At the end of 1967, after six months in a back-room desk job, I "escaped"
from 7th Air Force Headquarters in Saigon by extending my 1-year tour in
Viet Nam for an additional six months. 7th Air Force granted my request
for reassignment to a forward air control (FAC) unit, but surprised me
with an assignment to spend the next year with the 20th Tactical Air Support
Squadron, headquartered at Danang Airbase in the northern part of the Republic
of Viet Nam. At Danang, I worked in the Tigerhound/Tally Ho Task
Force, a MACV joint-service office that served as the 20 TASS' intelligence
office, supporting the squadron's FAC, reconnaissance and interdiction
mission over the southern Ho Chi Minh Trail and the very northernmost edge
of South VietNam. The Ho Chi Minh Trail was actually a network of
dirt roads and trails that served as the logistics channel from North Viet
Nam through southeastern Laos and into South Viet Nam and Cambodia.

§ **GIVEN TASK A**:
Count the lines in the rows below that contain the word "rippled", treating uppercase and lowercase as different, and give only that number.

§ **WORKING DATA**:

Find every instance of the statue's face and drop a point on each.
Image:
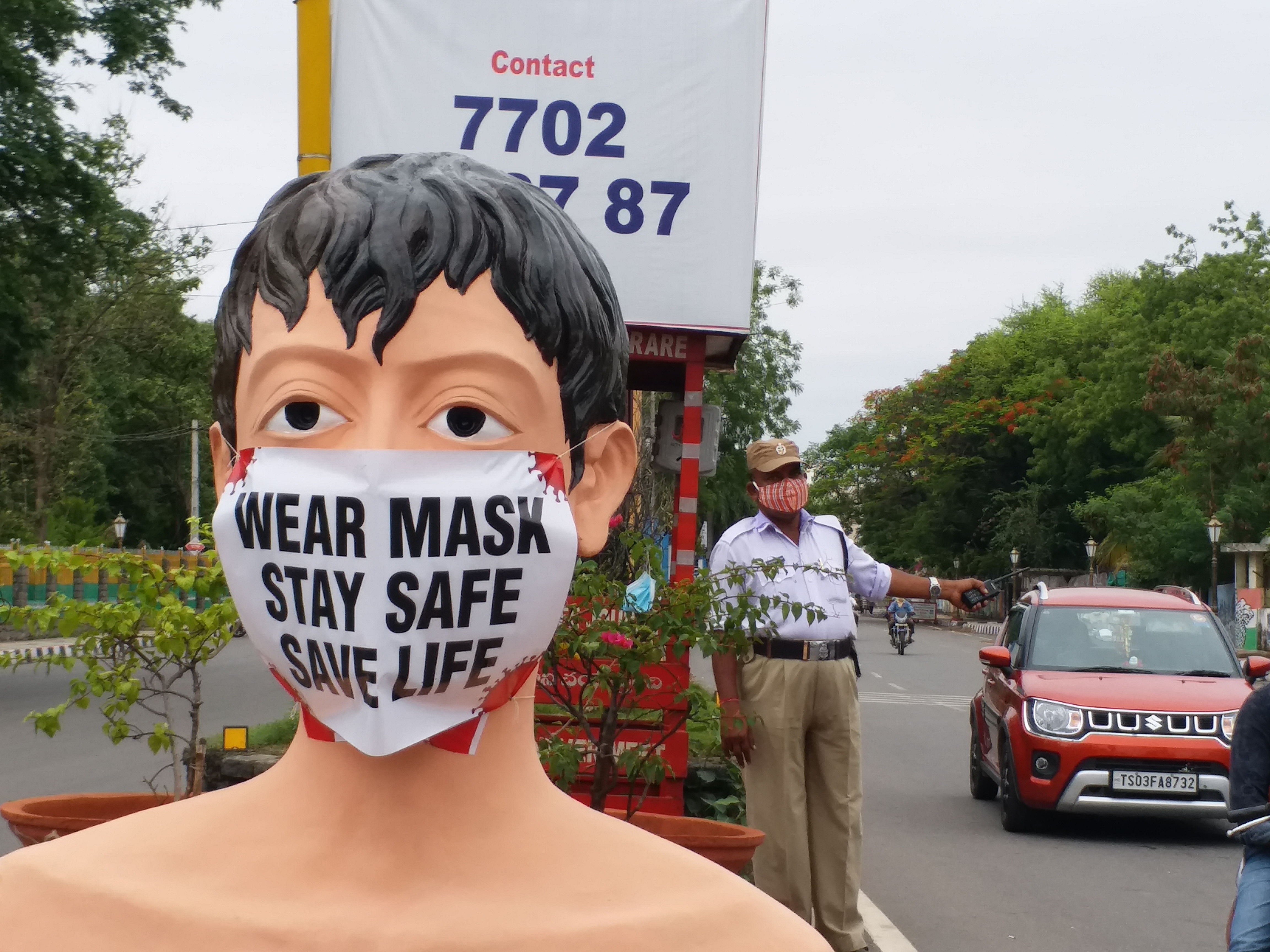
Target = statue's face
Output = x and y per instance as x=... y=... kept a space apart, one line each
x=460 y=375
x=459 y=357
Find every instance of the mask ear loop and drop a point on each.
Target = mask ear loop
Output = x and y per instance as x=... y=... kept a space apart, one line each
x=561 y=456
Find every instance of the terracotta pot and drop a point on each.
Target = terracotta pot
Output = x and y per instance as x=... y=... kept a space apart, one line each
x=41 y=819
x=724 y=843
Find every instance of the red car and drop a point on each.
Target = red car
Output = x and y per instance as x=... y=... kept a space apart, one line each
x=1108 y=701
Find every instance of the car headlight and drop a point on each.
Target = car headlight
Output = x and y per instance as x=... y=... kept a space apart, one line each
x=1057 y=719
x=1229 y=725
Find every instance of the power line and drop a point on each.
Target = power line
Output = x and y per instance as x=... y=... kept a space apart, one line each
x=212 y=225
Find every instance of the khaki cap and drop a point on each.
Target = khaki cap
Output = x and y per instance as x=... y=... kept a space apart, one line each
x=769 y=455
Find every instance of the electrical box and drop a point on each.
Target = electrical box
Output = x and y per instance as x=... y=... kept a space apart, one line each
x=669 y=442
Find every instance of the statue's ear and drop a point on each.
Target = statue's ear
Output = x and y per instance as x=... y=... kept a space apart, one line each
x=223 y=460
x=610 y=455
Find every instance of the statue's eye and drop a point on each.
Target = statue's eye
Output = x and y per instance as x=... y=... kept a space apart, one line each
x=304 y=417
x=468 y=423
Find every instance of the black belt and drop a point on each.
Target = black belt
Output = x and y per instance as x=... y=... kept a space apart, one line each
x=803 y=650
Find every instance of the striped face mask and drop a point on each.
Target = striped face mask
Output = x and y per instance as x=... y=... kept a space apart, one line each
x=789 y=496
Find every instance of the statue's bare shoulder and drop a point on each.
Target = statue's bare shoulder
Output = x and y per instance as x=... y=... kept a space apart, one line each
x=230 y=871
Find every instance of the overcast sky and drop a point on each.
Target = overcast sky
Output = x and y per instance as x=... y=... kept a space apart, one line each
x=926 y=166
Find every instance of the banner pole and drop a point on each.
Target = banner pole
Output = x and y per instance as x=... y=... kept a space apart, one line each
x=313 y=59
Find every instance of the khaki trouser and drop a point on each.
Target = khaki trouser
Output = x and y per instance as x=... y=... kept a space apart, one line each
x=803 y=789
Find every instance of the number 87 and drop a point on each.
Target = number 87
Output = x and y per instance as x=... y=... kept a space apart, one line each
x=634 y=195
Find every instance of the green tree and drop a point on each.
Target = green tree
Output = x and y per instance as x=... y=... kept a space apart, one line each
x=755 y=399
x=56 y=195
x=1132 y=414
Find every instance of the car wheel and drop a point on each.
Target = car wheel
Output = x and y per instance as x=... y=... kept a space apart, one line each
x=1016 y=817
x=982 y=786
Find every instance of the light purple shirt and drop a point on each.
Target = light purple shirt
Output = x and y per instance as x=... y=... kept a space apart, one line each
x=820 y=545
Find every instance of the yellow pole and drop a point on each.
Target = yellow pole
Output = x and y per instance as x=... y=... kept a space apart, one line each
x=313 y=55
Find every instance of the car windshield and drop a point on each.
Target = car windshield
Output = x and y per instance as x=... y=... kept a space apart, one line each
x=1145 y=642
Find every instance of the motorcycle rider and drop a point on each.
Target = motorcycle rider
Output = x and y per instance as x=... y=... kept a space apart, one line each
x=901 y=610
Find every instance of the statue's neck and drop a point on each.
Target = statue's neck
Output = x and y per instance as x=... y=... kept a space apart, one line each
x=400 y=791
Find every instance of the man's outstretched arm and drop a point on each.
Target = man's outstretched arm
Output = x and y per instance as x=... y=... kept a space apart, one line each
x=920 y=587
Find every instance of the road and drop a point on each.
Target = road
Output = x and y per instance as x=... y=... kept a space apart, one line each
x=238 y=690
x=939 y=865
x=937 y=861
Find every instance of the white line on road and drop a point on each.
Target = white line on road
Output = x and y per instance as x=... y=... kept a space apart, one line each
x=882 y=931
x=954 y=702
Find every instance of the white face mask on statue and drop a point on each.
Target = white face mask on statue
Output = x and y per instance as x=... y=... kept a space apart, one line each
x=398 y=593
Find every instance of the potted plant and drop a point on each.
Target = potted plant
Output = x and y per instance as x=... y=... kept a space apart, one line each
x=140 y=658
x=611 y=705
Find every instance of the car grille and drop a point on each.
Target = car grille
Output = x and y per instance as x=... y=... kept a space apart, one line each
x=1154 y=724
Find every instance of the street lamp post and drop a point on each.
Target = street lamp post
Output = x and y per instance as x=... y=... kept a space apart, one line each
x=1215 y=536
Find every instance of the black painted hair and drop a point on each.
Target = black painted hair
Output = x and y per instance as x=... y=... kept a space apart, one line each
x=383 y=229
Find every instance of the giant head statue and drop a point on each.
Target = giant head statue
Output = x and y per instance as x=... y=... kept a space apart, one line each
x=419 y=375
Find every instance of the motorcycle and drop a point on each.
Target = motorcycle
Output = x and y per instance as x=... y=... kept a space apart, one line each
x=901 y=634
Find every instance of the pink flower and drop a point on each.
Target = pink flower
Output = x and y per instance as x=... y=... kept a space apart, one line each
x=613 y=638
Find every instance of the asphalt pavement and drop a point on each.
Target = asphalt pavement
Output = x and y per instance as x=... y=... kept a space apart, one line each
x=937 y=861
x=238 y=690
x=941 y=869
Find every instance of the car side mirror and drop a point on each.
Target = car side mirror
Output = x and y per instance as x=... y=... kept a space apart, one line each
x=999 y=657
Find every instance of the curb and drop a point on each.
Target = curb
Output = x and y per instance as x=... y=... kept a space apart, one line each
x=66 y=649
x=883 y=935
x=41 y=652
x=981 y=628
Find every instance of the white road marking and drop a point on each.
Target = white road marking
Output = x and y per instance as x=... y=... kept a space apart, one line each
x=954 y=702
x=883 y=935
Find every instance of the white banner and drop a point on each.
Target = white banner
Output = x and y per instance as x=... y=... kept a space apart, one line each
x=393 y=591
x=641 y=117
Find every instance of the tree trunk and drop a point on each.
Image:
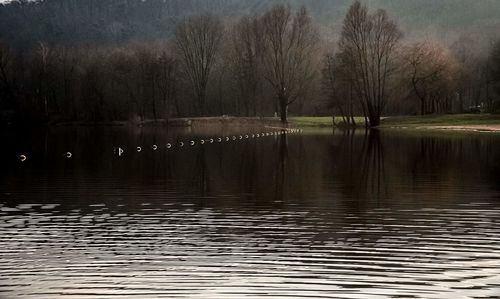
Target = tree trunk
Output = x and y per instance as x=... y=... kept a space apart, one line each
x=283 y=109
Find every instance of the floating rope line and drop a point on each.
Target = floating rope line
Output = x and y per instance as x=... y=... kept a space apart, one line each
x=119 y=151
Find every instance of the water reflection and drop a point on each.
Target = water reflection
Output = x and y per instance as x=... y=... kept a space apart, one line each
x=345 y=215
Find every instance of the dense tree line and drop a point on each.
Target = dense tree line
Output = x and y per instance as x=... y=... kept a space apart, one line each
x=255 y=65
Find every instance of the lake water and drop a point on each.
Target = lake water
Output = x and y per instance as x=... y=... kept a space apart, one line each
x=303 y=215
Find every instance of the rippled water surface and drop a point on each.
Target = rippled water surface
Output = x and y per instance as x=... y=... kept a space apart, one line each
x=309 y=215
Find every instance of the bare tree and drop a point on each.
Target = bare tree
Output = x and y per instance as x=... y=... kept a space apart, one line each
x=198 y=39
x=338 y=87
x=245 y=61
x=431 y=74
x=289 y=44
x=368 y=48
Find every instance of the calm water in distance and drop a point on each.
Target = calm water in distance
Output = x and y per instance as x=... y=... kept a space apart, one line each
x=309 y=215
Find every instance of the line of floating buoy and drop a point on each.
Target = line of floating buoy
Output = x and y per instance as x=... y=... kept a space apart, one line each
x=119 y=151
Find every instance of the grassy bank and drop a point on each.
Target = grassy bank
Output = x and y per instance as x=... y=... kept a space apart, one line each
x=441 y=120
x=321 y=121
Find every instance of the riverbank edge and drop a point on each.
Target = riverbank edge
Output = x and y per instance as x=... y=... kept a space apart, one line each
x=191 y=122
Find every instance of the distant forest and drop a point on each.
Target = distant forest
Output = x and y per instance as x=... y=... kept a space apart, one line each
x=102 y=60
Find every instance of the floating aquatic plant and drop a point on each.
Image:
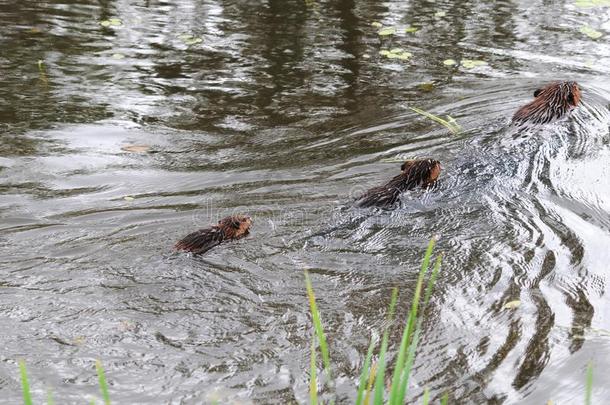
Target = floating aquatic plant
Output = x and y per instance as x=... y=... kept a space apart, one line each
x=111 y=22
x=450 y=123
x=512 y=304
x=472 y=63
x=590 y=32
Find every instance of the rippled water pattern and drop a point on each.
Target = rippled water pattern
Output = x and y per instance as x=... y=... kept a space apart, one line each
x=285 y=110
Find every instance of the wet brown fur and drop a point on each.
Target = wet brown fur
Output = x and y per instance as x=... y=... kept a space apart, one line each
x=415 y=173
x=551 y=102
x=229 y=228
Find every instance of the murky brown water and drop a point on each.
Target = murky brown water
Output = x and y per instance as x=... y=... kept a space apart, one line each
x=284 y=111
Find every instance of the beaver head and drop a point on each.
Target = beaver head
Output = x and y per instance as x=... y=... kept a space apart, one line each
x=551 y=102
x=235 y=227
x=421 y=171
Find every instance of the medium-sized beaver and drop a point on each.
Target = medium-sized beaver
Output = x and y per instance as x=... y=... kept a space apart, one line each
x=551 y=103
x=415 y=173
x=229 y=228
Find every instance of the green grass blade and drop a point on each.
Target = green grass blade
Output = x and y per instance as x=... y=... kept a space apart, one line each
x=418 y=287
x=451 y=125
x=406 y=372
x=369 y=387
x=379 y=379
x=366 y=370
x=589 y=384
x=317 y=323
x=313 y=380
x=25 y=385
x=395 y=398
x=426 y=398
x=101 y=376
x=399 y=366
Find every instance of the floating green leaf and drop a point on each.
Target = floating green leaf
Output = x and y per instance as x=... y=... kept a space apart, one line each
x=590 y=32
x=111 y=22
x=470 y=63
x=512 y=304
x=387 y=31
x=25 y=386
x=450 y=123
x=101 y=376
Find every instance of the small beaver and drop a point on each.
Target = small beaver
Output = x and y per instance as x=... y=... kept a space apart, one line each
x=415 y=173
x=229 y=228
x=551 y=103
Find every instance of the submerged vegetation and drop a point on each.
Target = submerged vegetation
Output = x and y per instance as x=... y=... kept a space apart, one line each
x=372 y=381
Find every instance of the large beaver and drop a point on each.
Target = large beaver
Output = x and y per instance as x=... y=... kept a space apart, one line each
x=229 y=228
x=551 y=103
x=415 y=173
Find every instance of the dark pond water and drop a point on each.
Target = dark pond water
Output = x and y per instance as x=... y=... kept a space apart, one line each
x=285 y=110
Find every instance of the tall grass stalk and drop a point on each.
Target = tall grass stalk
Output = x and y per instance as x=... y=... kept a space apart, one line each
x=406 y=354
x=102 y=380
x=317 y=323
x=25 y=385
x=450 y=123
x=313 y=379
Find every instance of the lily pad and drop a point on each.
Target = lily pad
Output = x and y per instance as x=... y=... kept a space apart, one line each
x=590 y=32
x=387 y=31
x=111 y=22
x=512 y=304
x=470 y=63
x=136 y=148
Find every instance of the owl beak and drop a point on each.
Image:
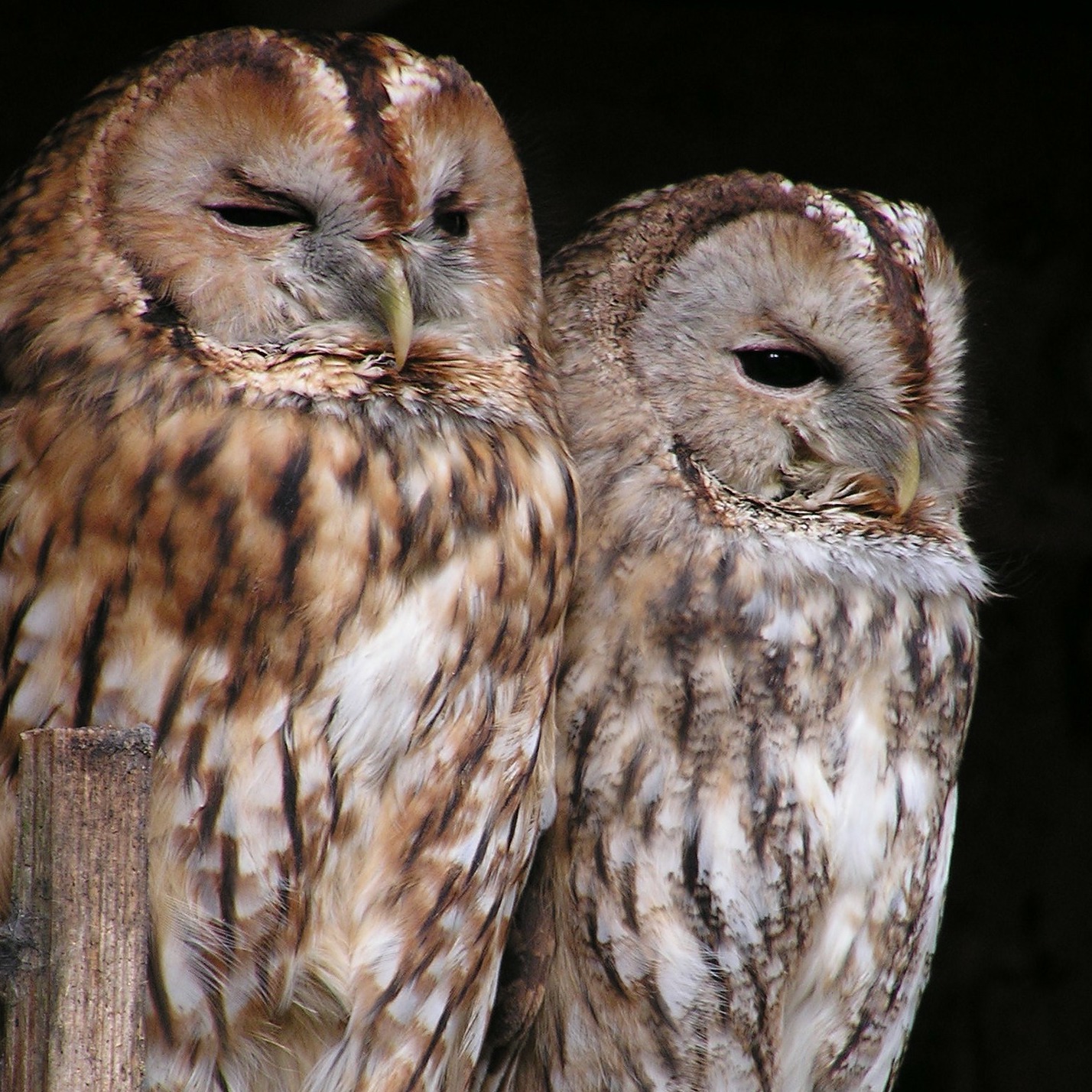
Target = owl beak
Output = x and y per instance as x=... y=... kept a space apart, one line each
x=908 y=477
x=397 y=305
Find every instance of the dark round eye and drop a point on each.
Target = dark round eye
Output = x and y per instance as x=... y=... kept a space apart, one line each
x=260 y=216
x=451 y=221
x=780 y=367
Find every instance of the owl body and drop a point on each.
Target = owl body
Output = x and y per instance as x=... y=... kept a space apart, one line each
x=282 y=479
x=770 y=655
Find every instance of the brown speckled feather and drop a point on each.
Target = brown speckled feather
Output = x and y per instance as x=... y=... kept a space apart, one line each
x=332 y=584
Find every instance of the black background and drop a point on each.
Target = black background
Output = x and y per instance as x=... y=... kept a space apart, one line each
x=990 y=124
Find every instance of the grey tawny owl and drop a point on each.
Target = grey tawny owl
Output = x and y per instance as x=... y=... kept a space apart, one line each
x=771 y=651
x=281 y=476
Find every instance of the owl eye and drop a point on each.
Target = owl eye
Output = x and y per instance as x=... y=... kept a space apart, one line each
x=262 y=214
x=778 y=367
x=451 y=219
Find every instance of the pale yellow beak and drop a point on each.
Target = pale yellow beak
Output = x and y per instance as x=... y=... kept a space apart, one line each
x=908 y=477
x=398 y=309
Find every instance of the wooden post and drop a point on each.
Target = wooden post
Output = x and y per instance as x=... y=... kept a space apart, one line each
x=76 y=1003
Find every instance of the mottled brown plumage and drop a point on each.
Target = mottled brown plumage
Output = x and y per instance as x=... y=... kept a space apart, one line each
x=770 y=655
x=282 y=479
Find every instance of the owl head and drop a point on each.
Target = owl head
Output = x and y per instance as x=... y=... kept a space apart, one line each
x=248 y=188
x=803 y=345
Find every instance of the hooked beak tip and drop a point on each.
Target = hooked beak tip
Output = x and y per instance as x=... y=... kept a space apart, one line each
x=908 y=477
x=398 y=310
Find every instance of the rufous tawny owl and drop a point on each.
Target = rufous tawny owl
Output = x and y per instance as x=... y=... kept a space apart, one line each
x=282 y=479
x=771 y=648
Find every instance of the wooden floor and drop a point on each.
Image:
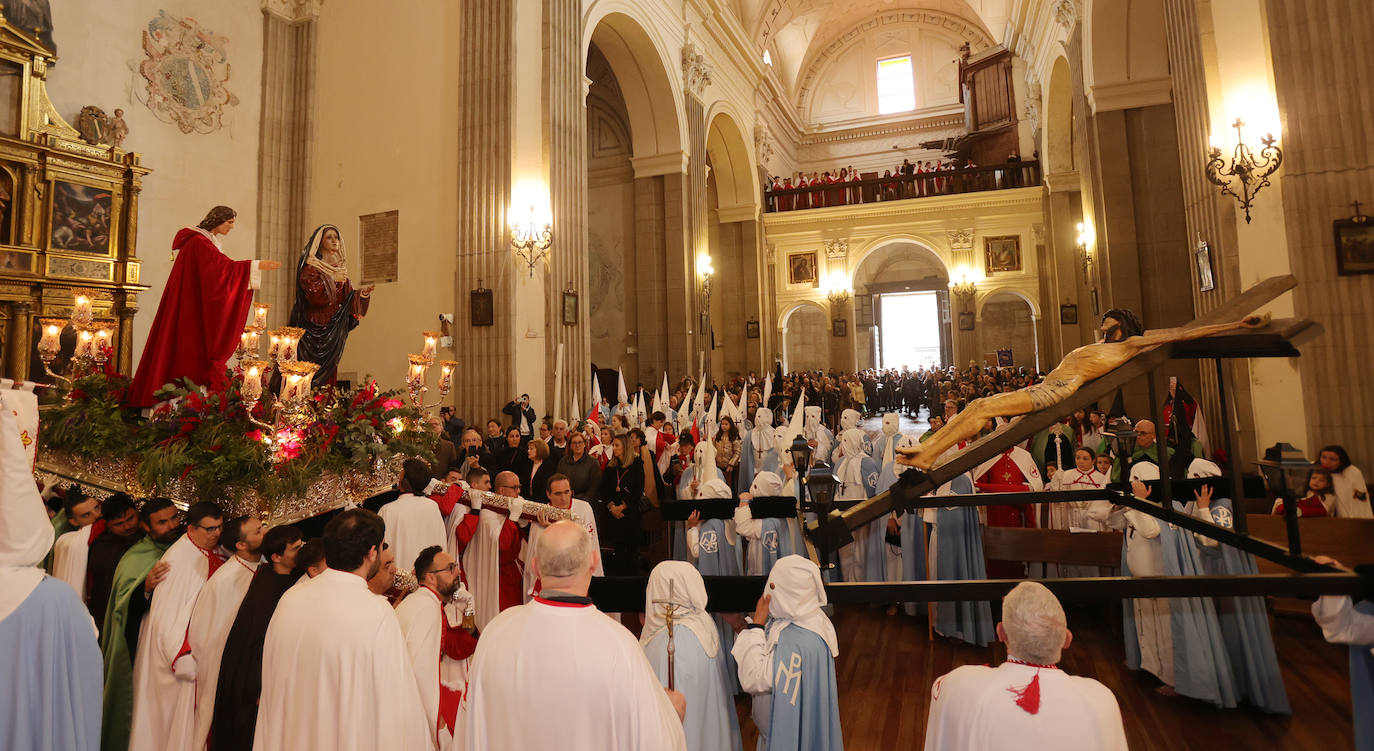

§ **GIVEN TASK B**:
Reproduce the entire passage about the Danang assignment above, word for word.

§ **SOLUTION A**:
4

§ **SOLUTION B**:
At the end of 1967, after six months in a back-room desk job, I "escaped"
from 7th Air Force Headquarters in Saigon by extending my 1-year tour in
Viet Nam for an additional six months. 7th Air Force granted my request
for reassignment to a forward air control (FAC) unit, but surprised me
with an assignment to spend the next year with the 20th Tactical Air Support
Squadron, headquartered at Danang Airbase in the northern part of the Republic
of Viet Nam. At Danang, I worked in the Tigerhound/Tally Ho Task
Force, a MACV joint-service office that served as the 20 TASS' intelligence
office, supporting the squadron's FAC, reconnaissance and interdiction
mission over the southern Ho Chi Minh Trail and the very northernmost edge
of South VietNam. The Ho Chi Minh Trail was actually a network of
dirt roads and trails that served as the logistics channel from North Viet
Nam through southeastern Laos and into South Viet Nam and Cambodia.